→ The exercise:
Gather every line of the entries below that contains the string "green", treating uppercase and lowercase letters as distinct.

Dataset items

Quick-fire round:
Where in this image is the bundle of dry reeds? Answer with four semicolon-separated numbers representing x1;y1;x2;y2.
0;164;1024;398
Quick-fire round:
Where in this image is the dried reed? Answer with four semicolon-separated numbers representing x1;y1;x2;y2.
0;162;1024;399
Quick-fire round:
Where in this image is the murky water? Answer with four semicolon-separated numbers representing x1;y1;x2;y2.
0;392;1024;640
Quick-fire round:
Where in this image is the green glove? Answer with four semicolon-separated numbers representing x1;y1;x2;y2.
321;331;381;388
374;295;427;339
* * *
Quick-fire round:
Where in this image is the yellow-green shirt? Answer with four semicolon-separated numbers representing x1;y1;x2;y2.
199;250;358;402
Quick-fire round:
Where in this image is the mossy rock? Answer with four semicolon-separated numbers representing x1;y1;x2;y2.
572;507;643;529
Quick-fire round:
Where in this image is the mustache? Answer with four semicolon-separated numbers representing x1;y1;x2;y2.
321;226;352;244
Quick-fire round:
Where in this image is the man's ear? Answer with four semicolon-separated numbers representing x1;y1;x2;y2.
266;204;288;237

→ Full response:
Where in this image is the green glove? Answer with four semicolon-separated numbers representing x1;y1;x2;y2.
Where in this image is the yellow-green shirt? Answer with four semicolon-separated numbers representing x1;y1;x2;y2.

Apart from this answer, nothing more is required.